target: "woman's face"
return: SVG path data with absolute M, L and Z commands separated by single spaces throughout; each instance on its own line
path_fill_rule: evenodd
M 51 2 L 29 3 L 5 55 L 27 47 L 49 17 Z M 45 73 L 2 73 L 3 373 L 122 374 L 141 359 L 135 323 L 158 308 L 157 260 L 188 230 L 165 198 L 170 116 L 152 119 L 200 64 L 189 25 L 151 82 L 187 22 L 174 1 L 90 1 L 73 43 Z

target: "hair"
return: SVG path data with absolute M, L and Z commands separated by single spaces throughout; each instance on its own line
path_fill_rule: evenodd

------------------------------------------------------------

# Your instructions
Copy every entry above verbatim, keeping each line the same.

# The reply
target: "woman's face"
return: SVG path data with absolute M, L and Z commands separated by single spaces throughout; each instance on its own line
path_fill_rule: evenodd
M 51 2 L 29 3 L 5 55 L 27 47 L 49 17 Z M 45 73 L 2 73 L 3 373 L 122 374 L 141 359 L 135 323 L 158 308 L 157 260 L 188 230 L 165 198 L 170 116 L 152 119 L 200 64 L 189 25 L 151 82 L 187 22 L 174 1 L 90 1 L 73 43 Z

target: "hair"
return: SVG path data with absolute M, L and Z commands separated by single spaces throughout; each instance on its own line
path_fill_rule: evenodd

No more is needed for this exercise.